**Bagian Dokumen:**
* * * * * * * * *
Pada saat keluar pada malam ke tiga puluh dari bulan Sya’ban untuk melihat hilal Ramadhan ternyata ru’yahnya terhalang oleh mendung atau hujan. Lalu Anda mendapati ada orang yang telah meniatkan puasa di malam hari atas dasar bahwa esok hari adalah hari pertama dari bulan Ramadhan. Lalu dia berpuasa padanya sebagai langkah kehati-hatian. Maka ini adalah salah. Dan perbuatan ini, menyelisihi madzhab jumhur, dimana mereka berkata, ‘Tidak boleh berpuasa pada hari tersebut, baik puasa wajib, maupun sunnah.’
Mereka berdalil dengan riwayat yang telah dikeluarkan oleh Imam al-Bukhari dari Ibnu ‘Umar L, bahwa Rasulullah H bersabda,
«الشَّهْرُ تِسْعٌ وَعِشْرُونَ لَيْلَةً، فَلاَ تَصُومُوا حَتَّى تَرَوْهُ (أي الهلال)، فَإِنْ غُمَّ عَلَيْكُمْ فَأَكْمِلُوا العِدَّةَ ثَلاَثِينَ»
“Bulan itu adalah dua puluh sembilah hari, maka janganlah kalian berpuasa hingga kalian melihatnya (yaitu melihat hilal), maka jika (hilal) terhalang atas kalian (oleh mendung, atau hujan), maka sempurnakanlah bilangan (bulan Sya’ban) menjadi tiga puluh (hari).”([1])
Di dalam sebuah riwayat:
«صُومُوا لِرُؤْيَتِهِ وَأَفْطِرُوا لِرُؤْيَتِهِ، فَإِنْ غُمِّيَ عَلَيْكُمْ فَأَكْمِلُوا عِدَّةَ شَعْبَانَ ثَلاَثِينَ»
“Berpuasalah kalian karena melihatnya (hilal), dan berbukalah kalian karena melihatnya (hilal), maka jika ia terhalang atas kalian (oleh mendung dan lainnya), maka sempurnakanlah bilangan bulan Sya’ban menjadi tiga puluh hari.”([2])
Imam al-Bukhari dan Muslim meriwayatkan dari hadits Abu Hurairah I, bahwa Rasulullah H bersabda,
«لاَ يَتَقَدَّمَنَّ أَحَدُكُمْ رَمَضَانَ بِصَوْمِ يَوْمٍ أَوْ يَوْمَيْنِ، إِلَّا أَنْ يَكُونَ رَجُلٌ كَانَ يَصُومُ صَوْمَهُ، فَلْيَصُمْ ذَلِكَ اليَوْمَ»
* * * * * * * * *
**Daftar Baris:**
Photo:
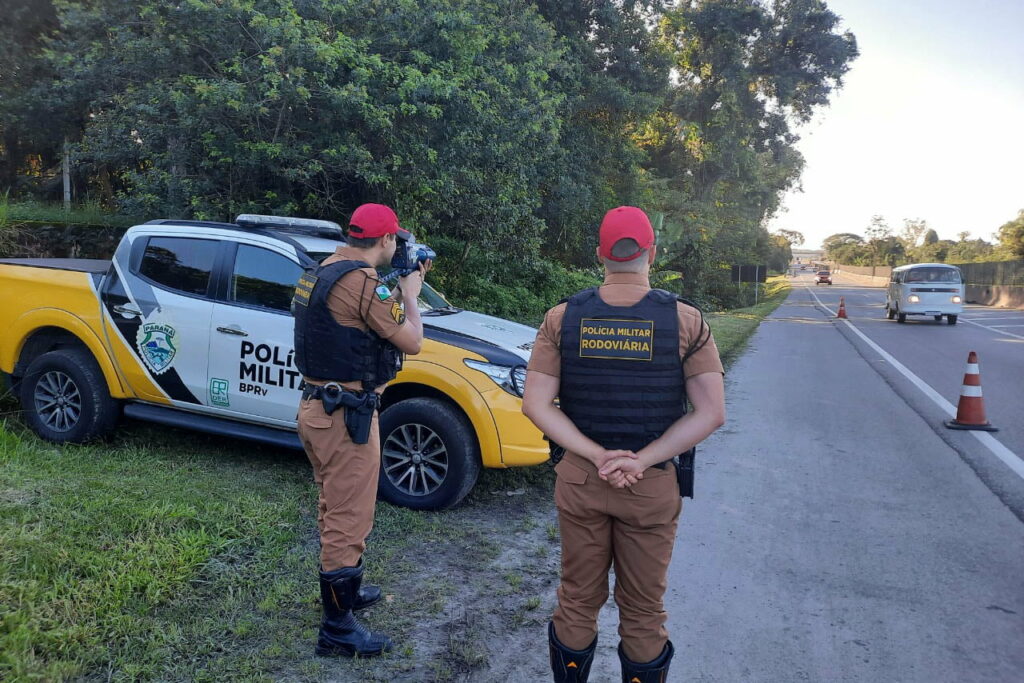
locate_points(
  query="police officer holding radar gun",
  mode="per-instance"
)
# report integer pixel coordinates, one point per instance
(350, 333)
(623, 359)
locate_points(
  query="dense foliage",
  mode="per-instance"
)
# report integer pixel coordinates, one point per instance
(919, 244)
(503, 126)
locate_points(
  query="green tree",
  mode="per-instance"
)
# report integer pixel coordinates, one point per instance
(210, 109)
(912, 231)
(748, 75)
(1012, 236)
(30, 135)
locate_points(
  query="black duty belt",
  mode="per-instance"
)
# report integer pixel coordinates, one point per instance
(359, 407)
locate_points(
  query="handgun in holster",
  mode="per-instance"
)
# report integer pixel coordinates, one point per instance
(556, 452)
(684, 472)
(358, 407)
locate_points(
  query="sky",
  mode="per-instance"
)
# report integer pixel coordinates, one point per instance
(929, 124)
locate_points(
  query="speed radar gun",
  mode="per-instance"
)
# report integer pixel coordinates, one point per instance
(408, 258)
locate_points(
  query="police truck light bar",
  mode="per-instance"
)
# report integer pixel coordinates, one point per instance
(303, 225)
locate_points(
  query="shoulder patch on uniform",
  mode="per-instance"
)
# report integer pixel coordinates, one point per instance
(397, 312)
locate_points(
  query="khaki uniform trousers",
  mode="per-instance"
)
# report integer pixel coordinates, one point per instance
(346, 475)
(633, 528)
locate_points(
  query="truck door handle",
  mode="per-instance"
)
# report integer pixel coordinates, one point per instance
(127, 311)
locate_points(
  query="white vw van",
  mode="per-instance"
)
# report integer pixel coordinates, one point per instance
(925, 289)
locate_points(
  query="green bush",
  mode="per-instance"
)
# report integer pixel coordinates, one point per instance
(516, 287)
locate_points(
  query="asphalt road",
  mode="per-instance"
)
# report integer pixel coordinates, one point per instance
(839, 531)
(937, 352)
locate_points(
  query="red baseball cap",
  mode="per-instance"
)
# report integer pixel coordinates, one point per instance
(626, 222)
(374, 220)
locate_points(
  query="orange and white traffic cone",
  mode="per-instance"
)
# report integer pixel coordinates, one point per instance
(971, 409)
(842, 307)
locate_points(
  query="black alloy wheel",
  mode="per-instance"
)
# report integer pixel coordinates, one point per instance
(65, 398)
(429, 455)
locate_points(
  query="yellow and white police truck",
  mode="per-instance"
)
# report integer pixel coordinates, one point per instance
(188, 325)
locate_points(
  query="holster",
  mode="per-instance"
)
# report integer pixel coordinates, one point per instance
(358, 407)
(684, 472)
(556, 452)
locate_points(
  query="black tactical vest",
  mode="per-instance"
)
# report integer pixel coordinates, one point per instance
(332, 352)
(622, 382)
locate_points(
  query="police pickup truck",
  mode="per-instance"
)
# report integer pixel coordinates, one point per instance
(189, 326)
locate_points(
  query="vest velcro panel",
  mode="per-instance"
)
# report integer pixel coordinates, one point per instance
(622, 378)
(329, 351)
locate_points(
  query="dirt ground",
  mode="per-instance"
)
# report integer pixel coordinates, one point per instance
(474, 609)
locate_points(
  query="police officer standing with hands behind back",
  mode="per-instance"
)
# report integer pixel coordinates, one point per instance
(623, 359)
(350, 333)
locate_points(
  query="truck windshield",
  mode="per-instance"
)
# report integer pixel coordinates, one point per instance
(929, 274)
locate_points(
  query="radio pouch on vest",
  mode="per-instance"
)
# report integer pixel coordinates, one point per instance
(684, 472)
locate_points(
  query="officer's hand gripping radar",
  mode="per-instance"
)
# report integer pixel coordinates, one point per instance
(408, 258)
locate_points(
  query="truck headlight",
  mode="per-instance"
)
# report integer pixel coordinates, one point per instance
(510, 378)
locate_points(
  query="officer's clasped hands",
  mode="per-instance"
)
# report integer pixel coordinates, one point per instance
(621, 468)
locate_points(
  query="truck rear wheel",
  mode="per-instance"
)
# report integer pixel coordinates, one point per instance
(65, 398)
(429, 456)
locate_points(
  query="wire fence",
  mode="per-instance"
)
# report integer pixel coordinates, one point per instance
(994, 272)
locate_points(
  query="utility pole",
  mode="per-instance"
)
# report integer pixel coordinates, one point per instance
(67, 175)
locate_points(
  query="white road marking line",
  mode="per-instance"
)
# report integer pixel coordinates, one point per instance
(998, 332)
(1011, 459)
(993, 317)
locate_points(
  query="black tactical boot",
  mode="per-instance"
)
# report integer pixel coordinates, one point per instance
(341, 634)
(655, 671)
(569, 666)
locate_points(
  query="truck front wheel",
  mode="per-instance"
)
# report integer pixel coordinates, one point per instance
(429, 456)
(65, 398)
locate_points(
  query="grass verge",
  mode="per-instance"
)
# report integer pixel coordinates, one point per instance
(167, 555)
(54, 214)
(733, 328)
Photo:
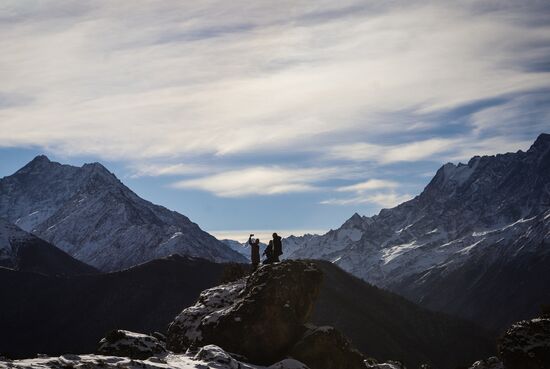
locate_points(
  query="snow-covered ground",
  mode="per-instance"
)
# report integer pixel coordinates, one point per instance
(208, 357)
(88, 213)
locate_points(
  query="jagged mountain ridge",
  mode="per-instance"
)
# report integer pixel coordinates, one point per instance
(87, 212)
(23, 251)
(493, 211)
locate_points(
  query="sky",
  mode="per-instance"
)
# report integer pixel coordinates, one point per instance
(252, 116)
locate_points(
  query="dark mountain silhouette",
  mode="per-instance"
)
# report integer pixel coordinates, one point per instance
(388, 327)
(475, 243)
(70, 315)
(88, 213)
(23, 251)
(56, 315)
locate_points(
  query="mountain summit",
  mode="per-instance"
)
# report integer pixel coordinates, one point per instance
(90, 214)
(475, 243)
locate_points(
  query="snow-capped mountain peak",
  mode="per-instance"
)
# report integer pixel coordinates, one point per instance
(87, 212)
(495, 209)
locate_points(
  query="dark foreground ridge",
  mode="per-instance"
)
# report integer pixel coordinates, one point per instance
(58, 315)
(261, 322)
(146, 299)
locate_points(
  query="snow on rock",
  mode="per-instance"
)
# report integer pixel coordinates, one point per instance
(259, 318)
(387, 365)
(185, 330)
(88, 213)
(10, 236)
(526, 344)
(209, 357)
(493, 210)
(130, 344)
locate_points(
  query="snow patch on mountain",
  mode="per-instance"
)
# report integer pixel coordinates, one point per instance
(87, 212)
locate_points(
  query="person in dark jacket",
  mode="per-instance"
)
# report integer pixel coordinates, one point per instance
(277, 247)
(268, 253)
(254, 251)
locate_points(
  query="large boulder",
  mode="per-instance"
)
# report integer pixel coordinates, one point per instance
(327, 348)
(130, 344)
(260, 318)
(526, 345)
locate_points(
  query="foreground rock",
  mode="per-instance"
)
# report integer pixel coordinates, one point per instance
(490, 363)
(130, 344)
(209, 357)
(263, 319)
(326, 347)
(526, 345)
(260, 318)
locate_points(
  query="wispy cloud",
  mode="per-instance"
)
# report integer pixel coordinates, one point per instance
(371, 184)
(384, 200)
(334, 83)
(160, 169)
(259, 181)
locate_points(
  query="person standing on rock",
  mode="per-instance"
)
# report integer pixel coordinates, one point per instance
(268, 252)
(254, 251)
(277, 247)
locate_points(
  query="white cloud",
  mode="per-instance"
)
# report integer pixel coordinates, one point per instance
(371, 184)
(259, 181)
(173, 79)
(155, 170)
(413, 151)
(384, 200)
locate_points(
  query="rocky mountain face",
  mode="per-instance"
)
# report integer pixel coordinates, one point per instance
(387, 327)
(147, 297)
(22, 251)
(476, 237)
(87, 212)
(258, 321)
(69, 314)
(524, 345)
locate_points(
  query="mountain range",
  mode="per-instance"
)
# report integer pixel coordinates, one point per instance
(80, 309)
(91, 215)
(22, 251)
(475, 243)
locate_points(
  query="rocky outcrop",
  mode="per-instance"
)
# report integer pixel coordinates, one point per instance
(327, 348)
(262, 318)
(526, 345)
(130, 344)
(211, 357)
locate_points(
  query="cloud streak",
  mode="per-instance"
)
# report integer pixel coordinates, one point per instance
(320, 84)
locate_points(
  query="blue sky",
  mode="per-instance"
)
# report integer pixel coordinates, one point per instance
(285, 115)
* * * * * * * * *
**Tindakan yang Diperlukan:**
A. Tentukan apakah setiap pernyataan berikut sesuai dengan teks tentang puasa saat hilal terhalang, lalu jawab ya atau tidak disertai kutipan persis kata-kata teks yang menjadi penentunya: (i) Jumhur membolehkan puasa sunnah pada hari ketika hilal terhalang; (ii) riwayat dari Ibnu ‘Umar dikeluarkan oleh Imam al-Bukhari; (iii) jika hilal terhalang, bilangan bulan Sya’ban disempurnakan menjadi tiga puluh hari.
B. Tuliskan bagian berikutnya dari teks tentang puasa saat hilal terhalang, dimulai tepat setelah kalimat terakhir yang ditampilkan.
Baris-baris di atas diambil dari sumber yang berbeda.

**Kunci Jawaban:**
A.
(i) Tidak: "Tidak boleh berpuasa pada hari tersebut, baik puasa wajib, maupun sunnah."
(ii) Ya: "dikeluarkan oleh Imam al-Bukhari dari Ibnu ‘Umar"
(iii) Ya: "maka sempurnakanlah bilangan bulan Sya’ban menjadi tiga puluh hari."

B.
“Jangan sekali-kali salah seorang diantara kalian mendahului Ramadhan dengan puasa sehari atau dua hari, kecuali seseorang yang sudah terbiasa puasa dengan puasanya, maka hendaknya dia berpuasa pada hari itu.”([3])
Ashhaabu as-Sunan meriwayatkan hadits dari ‘Ammar bin Yaasir I, dia berkata,
«مَنْ صَامَ الْيَوْمَ الَّذِي شَكَّ فِيهِ فَقَدْ عَصَى أَبَا الْقَاسِمِ صَلَّى اللهُ عَلَيْهِ وَسَلَّمَ»
“Barangsiapa berpuasa pada hari yang diragukan padanya, maka sungguh dia telah bermaksiat kepada Abu al-Qasim (i).”([4])
Sesungguhnya berpuasa pada hari tersebut karena kehati-hatian adalah termasuk perbuatan memberat-beratkan diri di dalam beragama. Dikarenakan kehati-hatian tersebut hanya ada pada perkara yang hukum asalnya adalah wajib. Adapun terhadap perkara yang hukum asalnya adalah tidak adanya kewajiban, maka tidak ada kehati-hatian di dalam mewajibkannya.
Nabi H bersabda,
هَلَكَ الْمُتَنَطِّعُونَ
“Binasalah orang-orang yang memberat-beratkan([5]) dirinya.”([6]) (Shahih Fiqih as-Sunnah, Syaikh Abu Malik Kamal Sayyid Saalim (II/93))
Peringatan:
Barangsiapa memiliki kebiasaan puasa seperti Senin-Kamis, atau sehari berpuasa dan sehari berbuka, lalu puasa kebiasaannya tersebut bertepatan dengan hari yang diragukan sebelum Ramadhan tersebut, maka tidak ada masalah bagi dia untuk berpuasa. Dan puasanya ini tidak masuk di dalam larangan yang telah datang di dalam hadits,
«لاَ يَتَقَدَّمَنَّ أَحَدُكُمْ رَمَضَانَ بِصَوْمِ يَوْمٍ أَوْ يَوْمَيْنِ، … »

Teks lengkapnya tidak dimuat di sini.